» Task list:
1. Answer these questions about the air coupler passage below:
(a) Where are the outlet ports 908 located?
(b) What kind of delivery does the main difference between the two embodiments make the pneumatic coupler apparatus 800 particularly suited to?
(c) What is the nipple 1100 to be attached to?
2. Reproduce word for word the part of the air coupler passage below that runs from "In an alternative" up to and including "retained throughout operation.".

Within the air coupler 902 is an air delivery channel 905. The air channel 905 extends from the end connected to the pressurized air supply, through the projection 901. The air channel 905 terminates in one or more outlet ports 908, located on the sidewalls of the projection 901. The terminal portion of the outlet ports 908 are transverse to the direction in which the air coupler 902, and air valve assembly 803 couple together.

The location of the outlet ports 908 of the air channel 905 on the side walls of the projection 901, are such that when the coupler 902, and air valve assembly 803 are coupled together, the outlet ports 908 of the air coupler 902 correspond with the inlet ports 818 to the air channel 813, of the air valve assembly 803. FIG. 28 illustrates the fitting 803 and coupler 902, coupled together.

When the air coupler 902 and air valve assembly 803 are coupled together, the air channels 813 and 905 are in fluid communication, such that air may be passed from the pressurized air supply (not shown) to the component to be pressurized, as illustrated by arrows 911.

The projection 901 may incorporate one or more grooves 932, on either side of the outlets 908, in order to ensure a seal between the air coupler 902 and air valve assembly 803 when the two parts are coupled together. Preferably these grooves 932 our provided with gaskets or o-rings 936.

It will be appreciated that the pneumatic coupling apparatus 800, shares many common features with the lubrication apparatus 1 described earlier. The main difference between these two embodiments, is the coupler 902 is adapted to directly engage the valve mechanism, to open the fluid pathway between components. This variation enables the pneumatic coupler apparatus 800, to be particularly suited to the delivery of gaseous fluids under pressure.

According to a further variation, the arrangement of the gaskets 936, could be associated with the valve fitting 803, or a combination of the valve fitting 803 and the coupler 902.

Air Coupler with Venting

In an alternative embodiment a gases supply apparatus comprised of a nipple or fitting 1100 and fluid coupler 1200 are provided, and described with reference to FIGS. 29 to 32. For convenience, these embodiments described below will be referred to generally as a pneumatic supply apparatus, comprising a pneumatic fitting and a pneumatic coupler, however it will be appreciated that such apparatus may also find use in the transfer of other gases, and/or fluids.

This embodiment is particularly suited to gases supply apparatus, for example for connection to an air supply line. Accordingly, the coupling between the coupler and fitting is more permanent (although separable) and needs to be retained throughout operation.

The nipple 1100 is to be attached to a component to which pressurized gas, for example air, is to be passed, while the air coupler 1200 is to be connected to a supply of pressurized air (not shown). When the nipple 1100 and air coupler 1200 are coupled together, pressurized air is allowed to pass from the pressurized air supply, through the components and into the component which requires pressurized air.

» Supplied material:
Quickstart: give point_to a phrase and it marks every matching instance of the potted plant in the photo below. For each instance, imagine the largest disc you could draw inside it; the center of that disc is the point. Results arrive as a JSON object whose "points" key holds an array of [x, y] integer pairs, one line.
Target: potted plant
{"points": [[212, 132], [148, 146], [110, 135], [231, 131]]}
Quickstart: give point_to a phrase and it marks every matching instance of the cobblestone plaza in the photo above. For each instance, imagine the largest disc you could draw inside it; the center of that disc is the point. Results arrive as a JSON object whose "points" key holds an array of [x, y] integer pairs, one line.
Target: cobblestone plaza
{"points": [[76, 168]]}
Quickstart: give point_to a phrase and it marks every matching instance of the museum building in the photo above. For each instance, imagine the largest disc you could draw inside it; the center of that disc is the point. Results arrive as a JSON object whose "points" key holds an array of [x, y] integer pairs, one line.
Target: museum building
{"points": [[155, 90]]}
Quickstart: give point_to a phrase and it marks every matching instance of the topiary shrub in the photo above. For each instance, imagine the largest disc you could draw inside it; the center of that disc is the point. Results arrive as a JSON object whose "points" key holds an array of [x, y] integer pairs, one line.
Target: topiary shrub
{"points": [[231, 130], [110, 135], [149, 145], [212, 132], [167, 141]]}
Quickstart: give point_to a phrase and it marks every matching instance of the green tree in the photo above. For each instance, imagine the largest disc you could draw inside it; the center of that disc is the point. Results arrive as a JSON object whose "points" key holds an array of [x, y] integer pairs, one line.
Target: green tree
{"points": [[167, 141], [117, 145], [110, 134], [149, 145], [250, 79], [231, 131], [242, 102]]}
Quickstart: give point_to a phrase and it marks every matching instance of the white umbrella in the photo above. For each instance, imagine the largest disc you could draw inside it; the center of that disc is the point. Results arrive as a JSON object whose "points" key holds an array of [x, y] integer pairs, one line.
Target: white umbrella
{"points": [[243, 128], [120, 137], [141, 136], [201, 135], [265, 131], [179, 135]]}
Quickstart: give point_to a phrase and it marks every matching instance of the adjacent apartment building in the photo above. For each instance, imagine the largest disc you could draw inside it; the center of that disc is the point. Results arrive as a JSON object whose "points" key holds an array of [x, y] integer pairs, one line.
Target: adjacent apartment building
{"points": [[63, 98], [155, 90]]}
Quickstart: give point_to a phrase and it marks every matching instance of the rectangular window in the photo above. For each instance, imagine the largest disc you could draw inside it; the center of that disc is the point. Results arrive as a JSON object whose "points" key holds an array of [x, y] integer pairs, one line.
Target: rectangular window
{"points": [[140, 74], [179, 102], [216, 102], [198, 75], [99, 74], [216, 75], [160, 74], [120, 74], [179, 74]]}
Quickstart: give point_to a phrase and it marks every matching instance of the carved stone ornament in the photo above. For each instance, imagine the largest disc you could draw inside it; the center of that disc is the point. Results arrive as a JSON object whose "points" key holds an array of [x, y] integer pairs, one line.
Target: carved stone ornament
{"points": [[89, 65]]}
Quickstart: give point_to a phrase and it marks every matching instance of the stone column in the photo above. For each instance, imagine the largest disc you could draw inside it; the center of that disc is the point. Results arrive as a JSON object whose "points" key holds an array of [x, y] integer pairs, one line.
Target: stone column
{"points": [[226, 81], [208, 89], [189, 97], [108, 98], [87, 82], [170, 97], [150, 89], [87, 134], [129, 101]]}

» Per-task answers:
1.
(a) On the sidewalls of the projection 901.
(b) The delivery of gaseous fluids under pressure.
(c) A component to which pressurized gas, for example air, is to be passed.

2.
In an alternative embodiment a gases supply apparatus comprised of a nipple or fitting 1100 and fluid coupler 1200 are provided, and described with reference to FIGS. 29 to 32. For convenience, these embodiments described below will be referred to generally as a pneumatic supply apparatus, comprising a pneumatic fitting and a pneumatic coupler, however it will be appreciated that such apparatus may also find use in the transfer of other gases, and/or fluids.

This embodiment is particularly suited to gases supply apparatus, for example for connection to an air supply line. Accordingly, the coupling between the coupler and fitting is more permanent (although separable) and needs to be retained throughout operation.